** start of Available records **

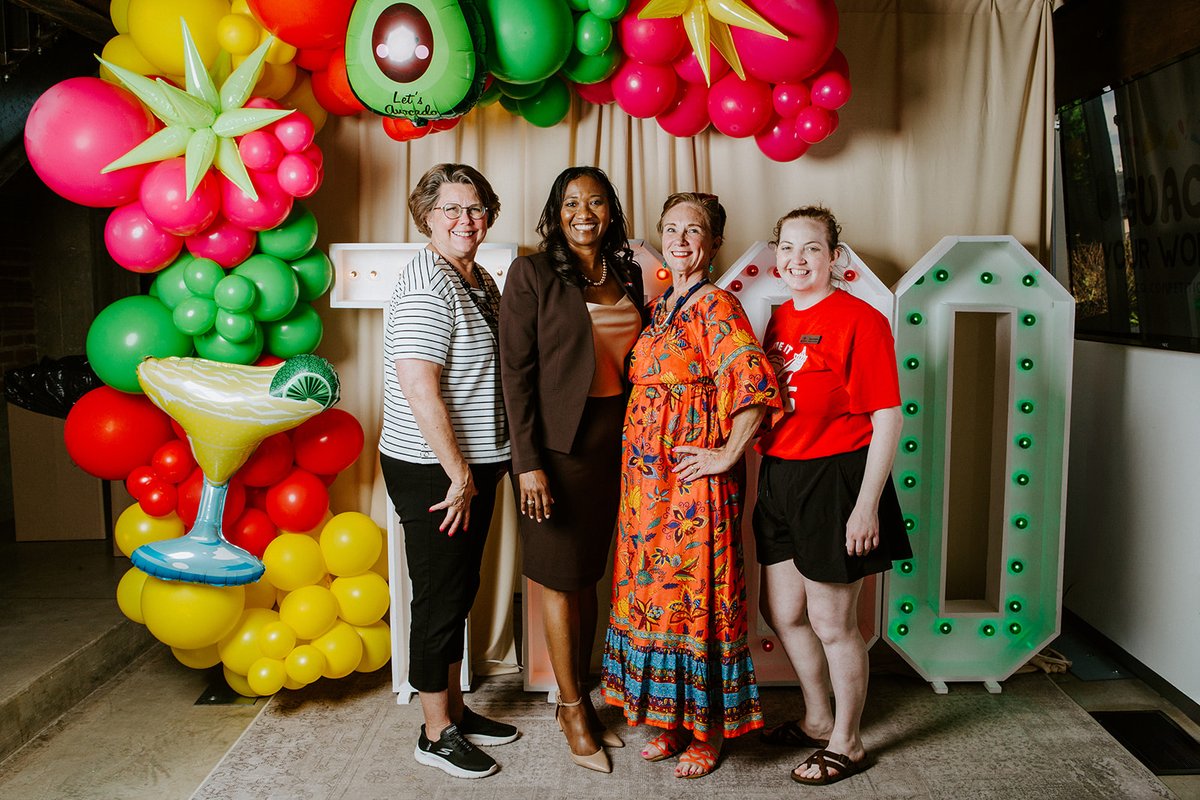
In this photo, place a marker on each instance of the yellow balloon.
(267, 675)
(342, 648)
(261, 594)
(239, 648)
(376, 645)
(156, 29)
(124, 53)
(361, 600)
(239, 684)
(198, 659)
(238, 34)
(190, 615)
(136, 528)
(129, 594)
(305, 665)
(293, 560)
(119, 12)
(351, 543)
(309, 611)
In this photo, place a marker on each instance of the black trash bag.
(52, 385)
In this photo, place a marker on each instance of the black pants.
(444, 569)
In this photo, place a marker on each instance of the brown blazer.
(547, 358)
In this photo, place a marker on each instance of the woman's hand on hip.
(534, 498)
(457, 505)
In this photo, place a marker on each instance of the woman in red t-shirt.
(827, 512)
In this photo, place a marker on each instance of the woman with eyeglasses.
(676, 654)
(568, 318)
(827, 513)
(443, 449)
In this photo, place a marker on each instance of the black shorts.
(802, 511)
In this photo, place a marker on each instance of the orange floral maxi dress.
(676, 650)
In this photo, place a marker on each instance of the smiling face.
(688, 245)
(804, 259)
(456, 240)
(585, 214)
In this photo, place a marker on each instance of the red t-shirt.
(837, 362)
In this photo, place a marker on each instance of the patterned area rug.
(349, 739)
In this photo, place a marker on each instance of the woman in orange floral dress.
(678, 620)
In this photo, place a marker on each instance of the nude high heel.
(597, 761)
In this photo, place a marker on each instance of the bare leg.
(784, 602)
(833, 612)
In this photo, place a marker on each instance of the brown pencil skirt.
(569, 551)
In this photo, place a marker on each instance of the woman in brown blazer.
(569, 317)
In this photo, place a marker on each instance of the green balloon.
(126, 332)
(215, 347)
(527, 40)
(235, 294)
(593, 35)
(292, 238)
(168, 284)
(202, 276)
(295, 334)
(235, 328)
(592, 68)
(315, 272)
(547, 107)
(195, 316)
(276, 283)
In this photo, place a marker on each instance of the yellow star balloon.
(707, 22)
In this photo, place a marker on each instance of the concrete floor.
(130, 727)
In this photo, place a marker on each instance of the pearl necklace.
(604, 274)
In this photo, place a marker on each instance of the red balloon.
(252, 531)
(190, 499)
(653, 41)
(109, 433)
(328, 443)
(298, 503)
(318, 24)
(269, 463)
(689, 115)
(779, 140)
(739, 108)
(645, 90)
(173, 462)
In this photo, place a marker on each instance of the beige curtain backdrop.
(948, 132)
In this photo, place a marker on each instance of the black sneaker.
(480, 731)
(454, 755)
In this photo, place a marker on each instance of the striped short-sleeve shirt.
(432, 318)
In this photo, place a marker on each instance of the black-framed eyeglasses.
(453, 210)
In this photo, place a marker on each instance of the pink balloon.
(261, 150)
(779, 139)
(689, 115)
(137, 244)
(643, 89)
(595, 92)
(163, 196)
(297, 175)
(270, 209)
(225, 242)
(294, 131)
(687, 66)
(79, 126)
(831, 90)
(653, 41)
(811, 26)
(790, 97)
(813, 124)
(739, 108)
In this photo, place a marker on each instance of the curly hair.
(425, 193)
(613, 246)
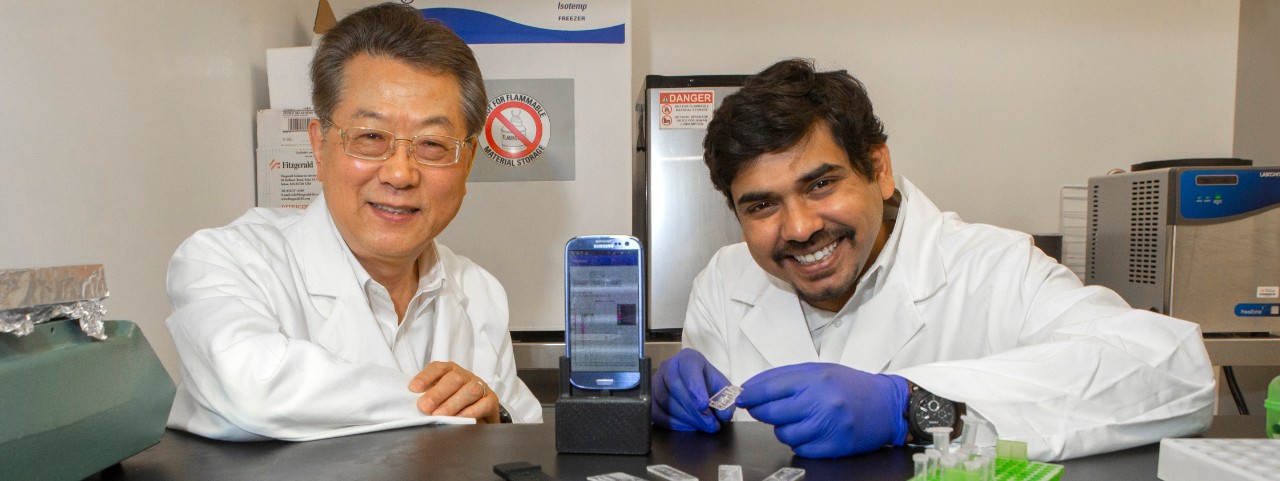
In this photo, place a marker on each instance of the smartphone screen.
(604, 314)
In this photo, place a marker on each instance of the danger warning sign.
(685, 109)
(516, 131)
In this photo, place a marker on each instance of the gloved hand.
(681, 389)
(827, 411)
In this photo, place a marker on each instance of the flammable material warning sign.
(685, 109)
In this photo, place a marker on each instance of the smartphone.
(604, 311)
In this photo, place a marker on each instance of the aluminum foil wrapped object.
(33, 296)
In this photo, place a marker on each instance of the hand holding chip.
(681, 393)
(826, 410)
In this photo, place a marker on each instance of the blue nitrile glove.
(681, 389)
(827, 411)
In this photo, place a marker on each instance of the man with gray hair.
(348, 316)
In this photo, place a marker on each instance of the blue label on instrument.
(1257, 310)
(1224, 193)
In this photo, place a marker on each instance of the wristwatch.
(926, 410)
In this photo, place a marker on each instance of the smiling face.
(810, 220)
(389, 211)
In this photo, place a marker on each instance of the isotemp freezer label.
(685, 109)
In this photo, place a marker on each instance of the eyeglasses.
(369, 143)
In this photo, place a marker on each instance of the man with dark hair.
(348, 316)
(856, 315)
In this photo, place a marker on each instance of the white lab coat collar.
(914, 274)
(337, 293)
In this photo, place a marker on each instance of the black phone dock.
(603, 421)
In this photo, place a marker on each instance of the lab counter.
(470, 453)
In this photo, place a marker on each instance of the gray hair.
(398, 32)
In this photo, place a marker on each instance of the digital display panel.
(604, 302)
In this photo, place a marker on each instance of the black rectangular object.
(604, 421)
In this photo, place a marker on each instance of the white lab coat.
(978, 315)
(277, 339)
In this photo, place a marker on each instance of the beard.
(823, 237)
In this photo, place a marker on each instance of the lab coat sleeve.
(248, 375)
(704, 317)
(1073, 370)
(493, 315)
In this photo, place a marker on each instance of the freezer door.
(685, 218)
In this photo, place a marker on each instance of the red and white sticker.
(685, 109)
(516, 131)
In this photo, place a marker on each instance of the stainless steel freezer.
(679, 215)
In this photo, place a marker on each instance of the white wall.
(991, 105)
(124, 127)
(128, 124)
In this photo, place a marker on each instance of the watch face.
(932, 411)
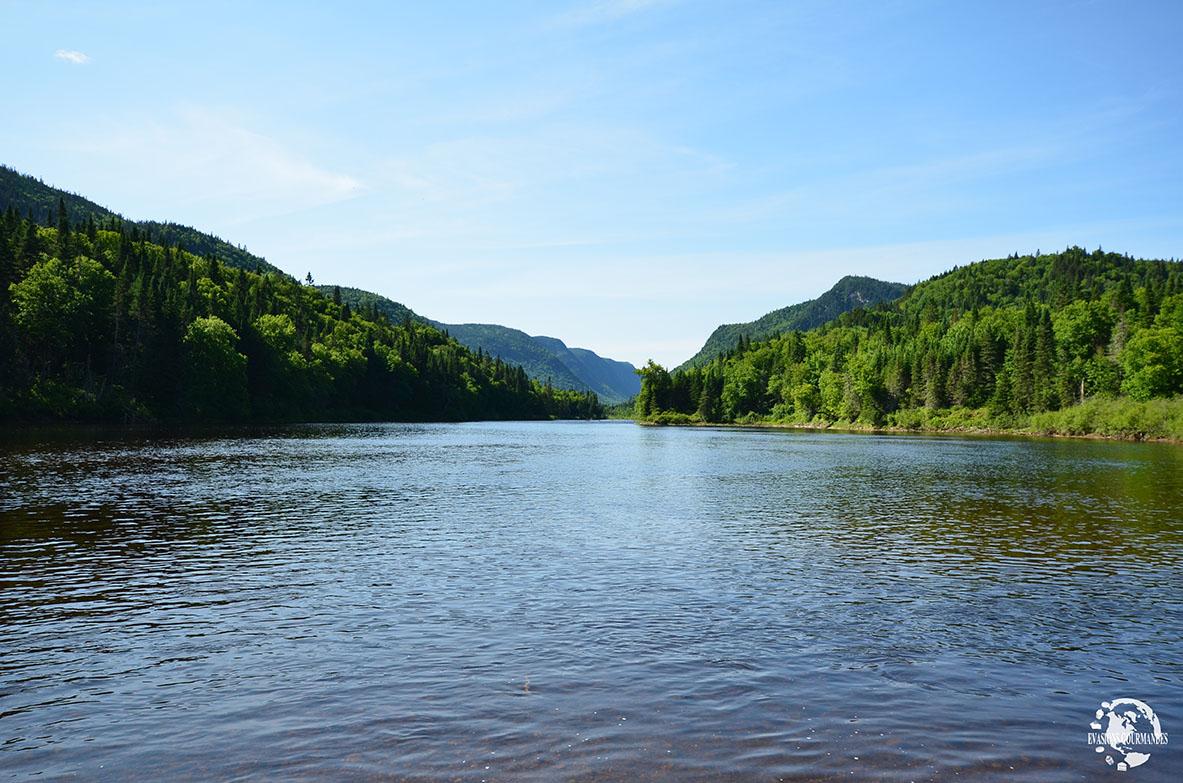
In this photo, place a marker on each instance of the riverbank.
(1098, 418)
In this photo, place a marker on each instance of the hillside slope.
(28, 194)
(1070, 342)
(612, 380)
(543, 358)
(847, 293)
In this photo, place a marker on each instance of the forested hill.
(847, 293)
(612, 380)
(99, 323)
(1070, 342)
(544, 358)
(38, 201)
(364, 301)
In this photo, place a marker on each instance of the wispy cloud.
(219, 169)
(72, 56)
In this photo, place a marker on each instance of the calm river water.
(579, 601)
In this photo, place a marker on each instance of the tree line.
(1007, 338)
(103, 321)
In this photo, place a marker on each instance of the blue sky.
(621, 174)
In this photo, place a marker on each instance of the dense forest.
(846, 295)
(105, 319)
(543, 358)
(1070, 342)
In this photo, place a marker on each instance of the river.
(583, 601)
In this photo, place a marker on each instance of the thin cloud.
(72, 56)
(226, 173)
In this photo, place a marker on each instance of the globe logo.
(1126, 730)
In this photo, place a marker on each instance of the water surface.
(579, 601)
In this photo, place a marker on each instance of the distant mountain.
(848, 293)
(517, 348)
(612, 380)
(27, 193)
(542, 357)
(362, 301)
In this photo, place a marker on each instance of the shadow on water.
(581, 601)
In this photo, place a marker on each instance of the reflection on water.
(582, 601)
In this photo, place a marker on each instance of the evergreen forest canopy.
(846, 295)
(543, 358)
(105, 321)
(1070, 342)
(38, 201)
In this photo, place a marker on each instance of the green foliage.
(124, 328)
(215, 373)
(847, 293)
(1001, 344)
(25, 193)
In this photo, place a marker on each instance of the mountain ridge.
(28, 194)
(849, 292)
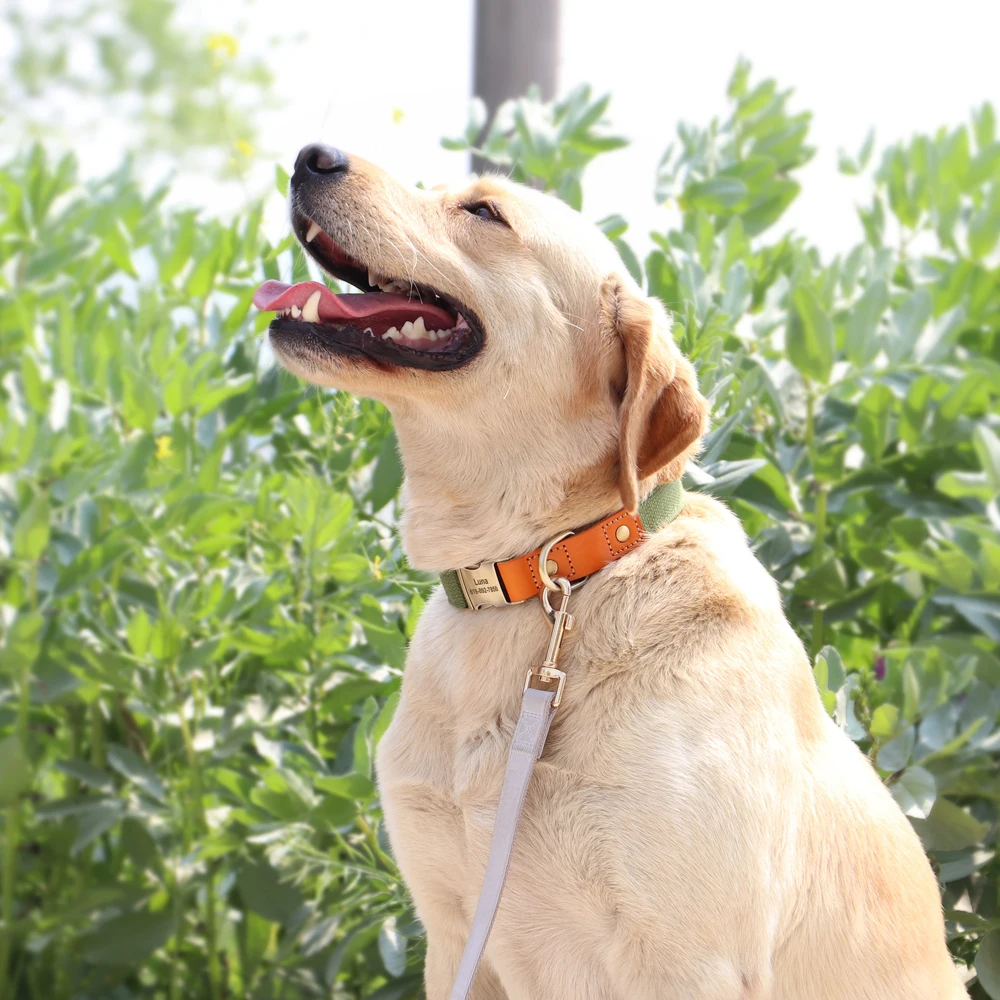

** end of Available records **

Pick out every line of the data above that contains the word "with", and copy each one in full.

In this photo, place a marker on each instance of the woman with eyeglasses.
In this photo, place a marker on each instance of the man with gray hair.
In this photo, place a marker on each instance of the man with dark hair.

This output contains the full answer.